As a modern citizen of the world, I’m used to being constantly connected to something. Be it various social media platforms, a media streaming site, or just a collection of friends via whatever chat app is currently the cool place to hang out, I always have some kind of mental space devoted to providing access to myself at short notice. As I’ve gone from a student to an employee, a teenager to an adult, my relationship with allowing other people access to me has changed, but it hasn’t disappeared. If anything, it has grown stronger, especially in these pandemic years of mostly digital connections to the people I care about. While I’m a bit undecided about whether that level of access is good or bad (which, to be honest, probably just depends on the context), the way I think and feel about it has changed pretty significantly in my work and personal lives.

▶ **PROVIDED RECORDS**
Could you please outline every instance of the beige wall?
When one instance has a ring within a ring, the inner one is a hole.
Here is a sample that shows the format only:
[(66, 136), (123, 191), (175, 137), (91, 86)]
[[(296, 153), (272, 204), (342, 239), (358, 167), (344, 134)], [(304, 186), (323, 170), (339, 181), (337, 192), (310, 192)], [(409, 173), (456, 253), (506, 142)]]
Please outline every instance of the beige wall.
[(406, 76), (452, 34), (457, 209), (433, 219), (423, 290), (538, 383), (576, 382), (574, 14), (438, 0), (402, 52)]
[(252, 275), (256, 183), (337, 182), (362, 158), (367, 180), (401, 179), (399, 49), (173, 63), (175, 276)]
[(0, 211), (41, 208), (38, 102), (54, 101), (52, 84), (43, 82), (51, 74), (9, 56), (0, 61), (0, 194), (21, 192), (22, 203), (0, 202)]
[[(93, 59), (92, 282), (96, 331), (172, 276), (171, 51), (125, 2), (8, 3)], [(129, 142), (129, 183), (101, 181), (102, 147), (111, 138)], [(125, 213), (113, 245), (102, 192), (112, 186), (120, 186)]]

---

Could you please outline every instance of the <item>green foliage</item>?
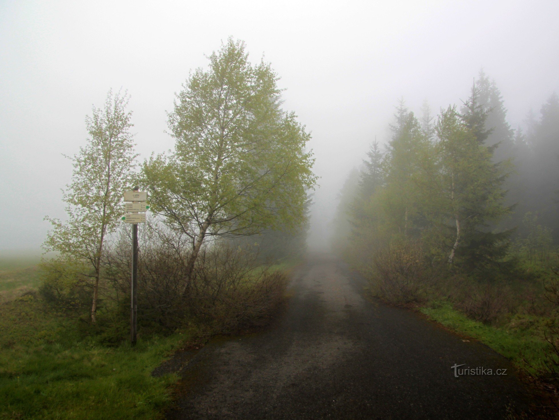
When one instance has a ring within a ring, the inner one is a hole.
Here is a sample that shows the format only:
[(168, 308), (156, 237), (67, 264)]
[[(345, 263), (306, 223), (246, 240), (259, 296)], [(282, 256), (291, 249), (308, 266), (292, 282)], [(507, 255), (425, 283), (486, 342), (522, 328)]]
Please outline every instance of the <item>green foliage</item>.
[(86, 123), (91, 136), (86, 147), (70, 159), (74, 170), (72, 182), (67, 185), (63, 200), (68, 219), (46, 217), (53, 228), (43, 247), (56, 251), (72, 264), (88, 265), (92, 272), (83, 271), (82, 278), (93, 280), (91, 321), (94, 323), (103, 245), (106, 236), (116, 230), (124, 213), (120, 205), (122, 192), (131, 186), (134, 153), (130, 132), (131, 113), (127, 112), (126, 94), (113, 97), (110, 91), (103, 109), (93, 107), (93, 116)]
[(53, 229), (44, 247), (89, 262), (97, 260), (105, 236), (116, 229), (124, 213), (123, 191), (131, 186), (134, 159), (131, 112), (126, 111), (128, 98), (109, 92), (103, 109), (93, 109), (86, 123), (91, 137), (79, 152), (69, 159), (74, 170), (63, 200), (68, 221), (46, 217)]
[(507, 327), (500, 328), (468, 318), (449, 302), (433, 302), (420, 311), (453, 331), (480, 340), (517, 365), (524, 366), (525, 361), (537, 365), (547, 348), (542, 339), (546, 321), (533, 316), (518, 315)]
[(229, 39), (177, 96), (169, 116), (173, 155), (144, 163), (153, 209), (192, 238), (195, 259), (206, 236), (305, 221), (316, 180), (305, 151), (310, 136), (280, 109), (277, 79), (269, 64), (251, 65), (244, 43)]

==

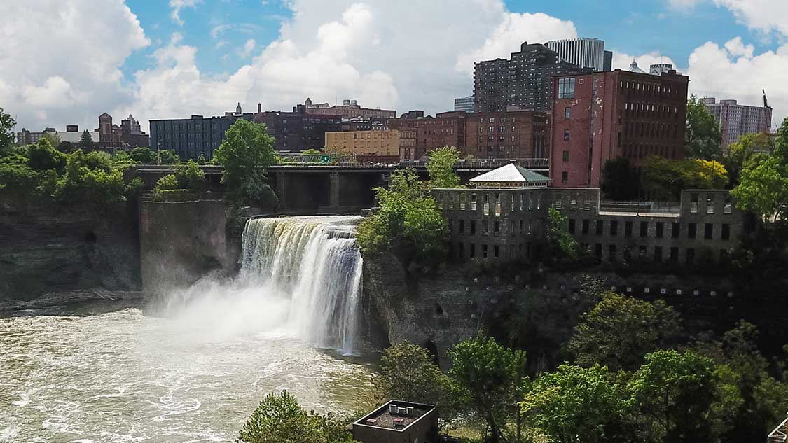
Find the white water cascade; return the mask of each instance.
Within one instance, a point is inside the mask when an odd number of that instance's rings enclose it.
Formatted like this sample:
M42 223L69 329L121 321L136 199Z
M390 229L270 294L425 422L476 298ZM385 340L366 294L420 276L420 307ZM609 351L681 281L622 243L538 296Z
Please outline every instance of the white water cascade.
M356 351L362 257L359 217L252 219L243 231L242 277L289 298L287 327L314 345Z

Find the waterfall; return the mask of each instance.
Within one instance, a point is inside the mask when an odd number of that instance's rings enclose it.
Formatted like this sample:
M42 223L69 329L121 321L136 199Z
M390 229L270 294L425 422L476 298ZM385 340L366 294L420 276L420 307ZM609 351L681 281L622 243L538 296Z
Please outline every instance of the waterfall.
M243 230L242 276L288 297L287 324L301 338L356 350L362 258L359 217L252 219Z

▶ **WORK INSTRUCTION 1**
Answer these about the passage on being constantly connected:
(a) What three things does the writer name as sources of constant connection?
(b) What two changes in life stage does the writer say they have gone through?
(c) What does the writer say probably decides whether that level of access is good or bad?
▶ **WORK INSTRUCTION 2**
Can you continue the passage on being constantly connected, starting right after its final sentence?
The records are separate material and have nothing to do with the passage that comes before them.

▶ **EXERCISE OUTPUT 1**
(a) Social media platforms, a media streaming site, and a collection of friends via whatever chat app is currently popular.
(b) From a student to an employee, and from a teenager to an adult.
(c) The context.

▶ **EXERCISE OUTPUT 2**
I’ve always maintained a policy of not being reachable for work stuff after hours. I’ve maintained that my entire adult life and reinforced it in iron during the pandemic, when I finally had to break my old rules about not installing work email or contact applications on my cell phone. My initial stance was that if my employer wanted me to be reachable outside of business hours, they’d have to buy me a cell phone and pay me a lot more. As I worked from home almost exclusively during the first year of the pandemic, I wound up relenting on that so I could work away from my desktop computer. Being able to sit on my porch or go for a walk during meetings I wasn’t going to need to talk during was one of my only ways to break the monotony of my work weeks. Now that I’m only occasionally working from home, I’ve removed the email apps and install or uninstall the chat applications my team uses based on whether or not I’m working from home. Thankfully, they’ve all added the ability to turn off notifications based on the time of day, so I was able to essentially make myself unreachable once I’d punched out, then and now, so has been pretty easy to maintain my desired inaccessibility when I’m off the clock.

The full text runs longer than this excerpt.